EXERCISE AIM — Each line of the material below is to be written out exactly. Leave out any picture.

EXTRACTED RECORDS —
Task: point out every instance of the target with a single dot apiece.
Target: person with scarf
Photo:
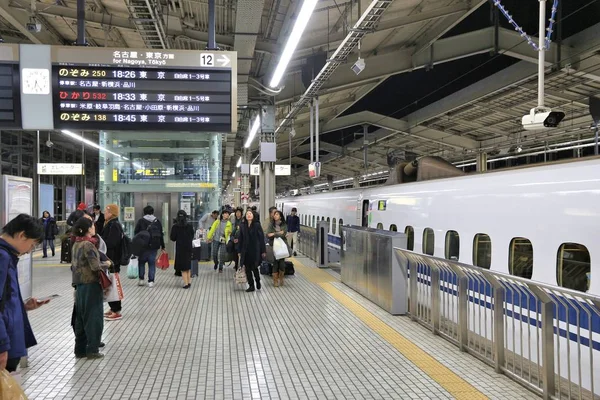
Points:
(18, 237)
(219, 235)
(112, 233)
(182, 233)
(239, 212)
(88, 294)
(252, 248)
(277, 229)
(50, 232)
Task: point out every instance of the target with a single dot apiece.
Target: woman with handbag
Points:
(251, 243)
(219, 236)
(182, 233)
(277, 230)
(87, 268)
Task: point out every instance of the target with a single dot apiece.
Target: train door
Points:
(365, 213)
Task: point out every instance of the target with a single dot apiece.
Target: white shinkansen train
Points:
(540, 223)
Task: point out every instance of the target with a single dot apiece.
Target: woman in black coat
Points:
(251, 242)
(182, 234)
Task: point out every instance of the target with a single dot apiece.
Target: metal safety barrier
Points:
(370, 268)
(547, 338)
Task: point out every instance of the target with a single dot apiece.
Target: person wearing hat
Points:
(112, 233)
(219, 236)
(182, 233)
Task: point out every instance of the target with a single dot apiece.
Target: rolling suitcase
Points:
(266, 268)
(289, 268)
(65, 250)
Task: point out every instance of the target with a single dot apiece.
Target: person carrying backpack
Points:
(156, 240)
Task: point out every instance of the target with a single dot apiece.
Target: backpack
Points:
(155, 235)
(125, 249)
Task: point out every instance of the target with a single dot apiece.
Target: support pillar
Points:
(481, 162)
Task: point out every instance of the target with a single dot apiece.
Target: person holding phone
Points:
(18, 237)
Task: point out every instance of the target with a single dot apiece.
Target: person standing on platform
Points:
(50, 232)
(251, 243)
(98, 219)
(88, 294)
(236, 232)
(218, 236)
(293, 224)
(182, 233)
(112, 233)
(157, 241)
(277, 229)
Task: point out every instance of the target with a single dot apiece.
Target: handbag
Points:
(280, 249)
(105, 281)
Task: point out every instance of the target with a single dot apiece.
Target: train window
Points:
(410, 238)
(573, 267)
(482, 251)
(452, 245)
(520, 258)
(428, 241)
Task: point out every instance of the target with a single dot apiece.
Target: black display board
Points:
(10, 95)
(117, 98)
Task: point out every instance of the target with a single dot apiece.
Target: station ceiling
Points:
(440, 77)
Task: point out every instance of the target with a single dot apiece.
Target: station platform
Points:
(314, 338)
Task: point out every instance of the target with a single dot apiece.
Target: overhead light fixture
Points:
(303, 17)
(89, 142)
(253, 132)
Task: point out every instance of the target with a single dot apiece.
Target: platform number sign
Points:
(207, 60)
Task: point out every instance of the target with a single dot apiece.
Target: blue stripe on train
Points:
(528, 303)
(521, 300)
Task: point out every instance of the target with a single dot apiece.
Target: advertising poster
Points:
(70, 199)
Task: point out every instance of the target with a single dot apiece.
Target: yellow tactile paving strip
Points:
(454, 384)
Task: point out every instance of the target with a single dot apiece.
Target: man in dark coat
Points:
(113, 235)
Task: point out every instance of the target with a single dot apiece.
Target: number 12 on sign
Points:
(207, 60)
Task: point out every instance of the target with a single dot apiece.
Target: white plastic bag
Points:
(280, 249)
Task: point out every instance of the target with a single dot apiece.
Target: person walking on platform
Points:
(112, 233)
(293, 223)
(50, 232)
(236, 233)
(277, 229)
(88, 294)
(157, 241)
(18, 237)
(98, 219)
(251, 244)
(218, 236)
(182, 233)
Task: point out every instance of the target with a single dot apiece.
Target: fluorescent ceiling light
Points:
(253, 131)
(307, 8)
(89, 142)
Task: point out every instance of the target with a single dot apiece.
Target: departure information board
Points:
(149, 92)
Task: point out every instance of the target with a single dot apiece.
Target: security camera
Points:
(359, 66)
(34, 27)
(542, 118)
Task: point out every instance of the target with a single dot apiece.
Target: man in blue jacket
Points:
(18, 237)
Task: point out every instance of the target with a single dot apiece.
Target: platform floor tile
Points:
(214, 341)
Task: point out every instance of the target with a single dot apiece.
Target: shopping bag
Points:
(280, 249)
(115, 292)
(9, 387)
(162, 261)
(240, 276)
(132, 269)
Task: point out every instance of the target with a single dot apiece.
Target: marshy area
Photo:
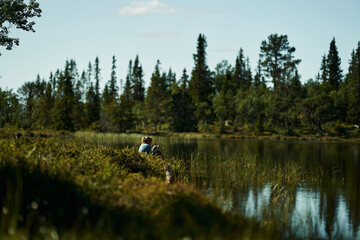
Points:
(86, 185)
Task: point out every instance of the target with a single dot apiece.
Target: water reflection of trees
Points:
(340, 179)
(330, 195)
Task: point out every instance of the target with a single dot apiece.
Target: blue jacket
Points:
(145, 148)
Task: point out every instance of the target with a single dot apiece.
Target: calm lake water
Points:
(327, 210)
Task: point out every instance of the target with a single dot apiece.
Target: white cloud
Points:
(145, 7)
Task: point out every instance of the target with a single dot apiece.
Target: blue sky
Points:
(168, 30)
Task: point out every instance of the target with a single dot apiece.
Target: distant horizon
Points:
(168, 31)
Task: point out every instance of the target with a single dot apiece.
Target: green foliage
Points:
(200, 84)
(353, 87)
(16, 13)
(157, 98)
(277, 60)
(64, 189)
(203, 103)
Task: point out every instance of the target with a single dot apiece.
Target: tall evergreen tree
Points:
(239, 80)
(9, 108)
(353, 86)
(97, 98)
(64, 101)
(138, 81)
(156, 98)
(334, 67)
(277, 60)
(113, 89)
(182, 108)
(126, 117)
(200, 84)
(78, 109)
(46, 105)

SOLUTION FOR THIS PROBLEM —
Task: point out every instance of the target with a single dot apiece.
Target: person with scarf
Photo:
Points:
(18, 237)
(219, 235)
(112, 233)
(182, 233)
(239, 212)
(88, 294)
(252, 248)
(277, 229)
(50, 232)
Task: point out every instance of the target with a single dot apiece.
Target: woman with handbag
Points:
(251, 243)
(219, 236)
(182, 233)
(277, 230)
(87, 268)
Task: point out every instance of the target with a single dot apiece.
Target: train door
Points:
(365, 213)
Task: point out every instance of the target with a single dot apiece.
Target: white shinkansen train
Points:
(540, 223)
Task: point out every instance of the target with a single dot apiece.
Target: woman in black coat
Points:
(251, 242)
(182, 234)
Task: point out every instance of the target with a single dot apiece.
Target: metal safety barrier
Points:
(370, 268)
(547, 338)
Task: point out every instance of the target with a single dot apiece.
Target: person wearing hat
Points:
(112, 233)
(219, 236)
(182, 233)
Task: point out every instance of the target with a single dot apiece.
Target: rolling suitcase
Points:
(266, 268)
(289, 268)
(65, 250)
Task: point out every instance of the target with a single dot apiece.
Target: person carrying backpack
Points:
(156, 240)
Task: point out every instance of the target with a single dot apiece.
Target: backpack
Points:
(155, 235)
(125, 249)
Task: point out every instance of the target with a single dot apiece.
Target: support pillar
Points:
(481, 162)
Task: point out every instance of the target with a single dot apiece.
Target: person holding phone
Points:
(18, 237)
Task: point out every instance of the target with a single dot apiece.
Target: person standing on platform
Points:
(50, 232)
(251, 243)
(98, 219)
(88, 294)
(236, 232)
(218, 236)
(293, 224)
(182, 233)
(112, 233)
(157, 241)
(277, 229)
Task: point out every instance of the target with a single dot apiece.
Target: handbag
Points:
(280, 249)
(105, 281)
Task: point out every instance of the target with a single dot apiece.
Target: train window
Points:
(410, 238)
(573, 267)
(482, 251)
(452, 245)
(520, 258)
(428, 241)
Task: point out every instance of the target with a single dot apiece.
Target: black display board
Points:
(10, 95)
(117, 98)
Task: point out every instance of the target with a single dot apiece.
Target: station ceiling
Points:
(440, 77)
Task: point out every instance of the target with a single dot apiece.
Target: station platform
Points:
(314, 338)
Task: point out every instance of the target with a single dot apiece.
Target: overhead light fixture
Points:
(303, 17)
(89, 142)
(253, 132)
Task: point out every instance of the target with a single dot apiece.
Target: platform number sign
Points:
(207, 60)
Task: point out every instance of the target with a single dot apiece.
Target: blue stripe on train
Points:
(528, 303)
(521, 300)
Task: point out every instance of the target with a single dot apiece.
Target: advertising poster
Points:
(70, 199)
Task: point out every instance of the target with a single dot apiece.
Target: yellow tactile paving strip
Points:
(454, 384)
Task: point out every instance of the target with a single dot apiece.
Target: man in dark coat
Points:
(113, 235)
Task: point out every instance of the target with a single dot apiece.
Target: number 12 on sign
Points:
(207, 60)
Task: point out every instance of the target with a single dot apiece.
Target: white plastic bag
Points:
(280, 249)
Task: point out every instance of the target with a single dot apiece.
Target: person walking on platform
Points:
(112, 233)
(293, 223)
(50, 232)
(236, 233)
(277, 229)
(88, 294)
(157, 241)
(18, 237)
(98, 219)
(251, 244)
(218, 236)
(182, 233)
Task: point out every instance of the target with a single dot apiece.
Target: fluorescent ceiling light
Points:
(253, 131)
(307, 8)
(89, 142)
Task: point out every instance of the target with a single dot apiece.
Target: departure information board
Points:
(149, 92)
Task: point out every instance of the target with a single dot apiece.
Target: security camera
Points:
(359, 66)
(34, 27)
(542, 118)
Task: point out every instance of the target with a single dot apiece.
Target: man in blue jacket
Points:
(18, 237)
Task: point out every instance of the target with a single dot apiece.
Target: platform floor tile
Points:
(214, 341)
Task: point out every instance of the target with a single dot apiece.
Target: shopping bag
Points:
(280, 249)
(115, 292)
(9, 387)
(162, 261)
(240, 276)
(132, 269)
Task: point out every instance of the target with a single dot apiece.
Target: marshy area
Photo:
Points:
(86, 185)
Task: point out every instance of the target with a single dot apiece.
Target: water reflection of trees
Points:
(340, 179)
(330, 195)
Task: point out every instance of the target with a single dot apiece.
Target: blue jacket
Points:
(145, 148)
Task: point out every instance of the target with a single dot apiece.
Target: calm lake water
Points:
(327, 210)
Task: point out every instance of the target with a single dot apiece.
Target: white cloud
Points:
(145, 7)
Task: point out every instance of the target with a single dot apiece.
Target: blue sky
Points:
(168, 30)
Task: point out every instance of the target with a single dot apiece.
Target: distant horizon
Points:
(168, 31)
Task: point out every instance of the target with a single dot apiece.
Target: green foliage
Points:
(200, 84)
(353, 87)
(16, 13)
(157, 98)
(277, 60)
(64, 189)
(203, 103)
Task: point out every instance of the target with a single dot apiece.
Target: tall evergreen tree
Points:
(239, 80)
(9, 108)
(353, 86)
(97, 98)
(64, 101)
(138, 81)
(156, 98)
(334, 67)
(277, 60)
(113, 89)
(182, 108)
(126, 117)
(200, 84)
(78, 109)
(46, 105)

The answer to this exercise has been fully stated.